Le Président tunisien Kaïs Saïed a ordonné à la dernière minute un référendum pour changer la constitution. Il se tiendra le 25 juillet prochain. Est-ce un nouveau départ dans un pays qui est dans une crise profonde, politique comme économique ?
La Tunisie n’en finit pas de se chercher. Le Président Kaïs Saïed élu en 2019 par 73% des Tunisiens s’est engagé dans une bataille solitaire de réforme des institutions de la jeune démocratie tunisienne. En ordonnant un référendum pour faire émerger une nouvelle constitution, il essaye de sortir la Tunisie de la crise politique dans laquelle elle s’était elle-même plongée avec une assemblée nationale éclatée et une classe politique totalement immature.
On attend la constitution préparée par le Président qui devra être présentée d’ici fin juin au peuple, mais il est certain qu’elle devrait tendre vers un régime présidentiel.
Il faut dire que Kaïs Saïed est sans nul doute un des hommes les plus compétent de Tunisie sur le sujet. Professeur de droit constitutionnel il connait parfaitement le sujet et les pièges de chacune des options qui vont être contenues dans le texte. La mascarade de commission ad hoc pour valider le texte constitutionnel a du mal à cacher sa volonté de diriger le sujet.
Le Président tunisien a depuis 1 an pris tous les pouvoirs dans un régime devenu ingouvernable, incapable de se nommer un gouvernement. La crise du Covid puis maintenant la guerre en Ukraine ne lui ont pas facilité les choses.

▸ Lignes répertoriées dans un jeu de données
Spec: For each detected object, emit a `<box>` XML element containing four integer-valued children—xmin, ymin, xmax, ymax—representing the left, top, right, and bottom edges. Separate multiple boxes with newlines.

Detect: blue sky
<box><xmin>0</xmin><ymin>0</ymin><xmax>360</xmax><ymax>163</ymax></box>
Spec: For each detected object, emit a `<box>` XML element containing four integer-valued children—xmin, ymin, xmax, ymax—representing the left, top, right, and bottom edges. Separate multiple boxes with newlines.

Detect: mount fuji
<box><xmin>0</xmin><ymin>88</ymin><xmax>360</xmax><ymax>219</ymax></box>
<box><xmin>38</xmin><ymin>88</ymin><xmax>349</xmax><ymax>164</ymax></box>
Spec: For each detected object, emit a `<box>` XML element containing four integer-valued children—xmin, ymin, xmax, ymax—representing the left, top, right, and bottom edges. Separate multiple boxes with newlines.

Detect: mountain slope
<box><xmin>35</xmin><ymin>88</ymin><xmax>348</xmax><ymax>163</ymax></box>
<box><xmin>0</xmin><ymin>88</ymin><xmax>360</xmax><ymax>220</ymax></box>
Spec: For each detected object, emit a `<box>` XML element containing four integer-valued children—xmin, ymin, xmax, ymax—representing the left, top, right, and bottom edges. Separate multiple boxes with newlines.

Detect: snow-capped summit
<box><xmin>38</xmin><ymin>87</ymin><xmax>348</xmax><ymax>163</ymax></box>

---

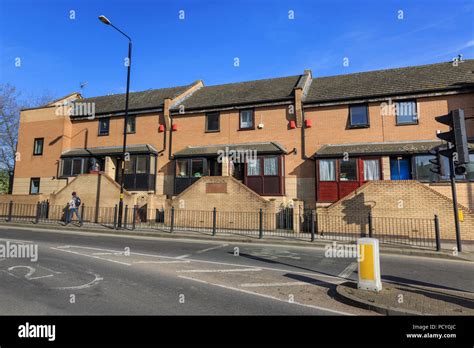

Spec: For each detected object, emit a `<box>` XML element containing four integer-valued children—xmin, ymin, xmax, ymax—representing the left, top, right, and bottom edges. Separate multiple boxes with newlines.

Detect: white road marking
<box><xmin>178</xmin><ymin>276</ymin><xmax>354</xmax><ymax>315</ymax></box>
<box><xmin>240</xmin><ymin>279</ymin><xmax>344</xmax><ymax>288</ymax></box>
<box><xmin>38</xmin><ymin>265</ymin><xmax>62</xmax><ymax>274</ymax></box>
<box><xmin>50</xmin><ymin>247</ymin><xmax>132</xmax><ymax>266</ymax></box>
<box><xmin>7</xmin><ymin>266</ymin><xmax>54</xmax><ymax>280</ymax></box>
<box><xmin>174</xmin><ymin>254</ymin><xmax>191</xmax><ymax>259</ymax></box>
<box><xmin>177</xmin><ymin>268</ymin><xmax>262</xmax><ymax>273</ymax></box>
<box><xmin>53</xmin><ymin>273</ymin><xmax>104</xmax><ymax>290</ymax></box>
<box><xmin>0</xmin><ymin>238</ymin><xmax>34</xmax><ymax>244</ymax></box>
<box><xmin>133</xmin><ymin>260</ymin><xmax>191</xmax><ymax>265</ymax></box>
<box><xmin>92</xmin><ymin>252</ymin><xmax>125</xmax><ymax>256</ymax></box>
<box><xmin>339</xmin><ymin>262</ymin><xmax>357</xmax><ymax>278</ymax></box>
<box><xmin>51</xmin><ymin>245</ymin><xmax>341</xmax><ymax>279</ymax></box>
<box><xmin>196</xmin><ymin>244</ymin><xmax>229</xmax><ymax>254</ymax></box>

▸ Consigne
Poursuivez le texte sur le référendum constitutionnel tunisien juste après sa dernière phrase.

▸ Réponse
La Tunisie est entrée dans une crise économique profonde. La récession historique de 8,7% en 2020 n’a pas été annulée par une croissance de 3,1 % en 2021. Le chômage est à la limite du supportable, le tourisme se redresse lentement, mais n’a pas su se rénover et investir depuis 10 ans, se tournant vers un tourisme à bas coût et donc peu rémunérateur.
La sensibilité de la Tunisie à la consommation des ménages est importante et cette dernière est en berne. L’inflation va dépasser les 7% et les prévisions de croissance viennent de passer en dessous des 2%.
La période est donc cruciale, il faut redonner l’espoir à une Tunisie déprimée, regagner la confiance dans les institutions, tout en sauvegardant les acquis de la révolution et relancer l’économie dans un contexte de crise et de hausse du coût des matières !
La tâche est rude pour un homme inconnu il y a 5 ans et peu aguerri au pouvoir !
Une relance économique massive en ayant recours à l’endettement et par la conclusion d’un accord avec le FMI est donc impérative, mais ce dernier désire avoir plus de visibilité sur la stabilité des institutions. Un cercle vicieux dont le référendum pourrait être un marqueur de sortie par le haut de cette mauvaise visibilité de l’avenir tunisien.
La 2ème réforme obligatoire va être celle des entreprises publiques et des administrations. Personnel pléthorique, performance très mauvaise des entreprises publiques… La clé viendra aussi de la capacité de l’état de remettre de l’ordre chez lui. Mais pour cela il faudra museler le très puissant syndicat UGTT qui fait la pluie et beau temps et qui est surtout plus puissant aujourd’hui que l’état tunisien lui-même.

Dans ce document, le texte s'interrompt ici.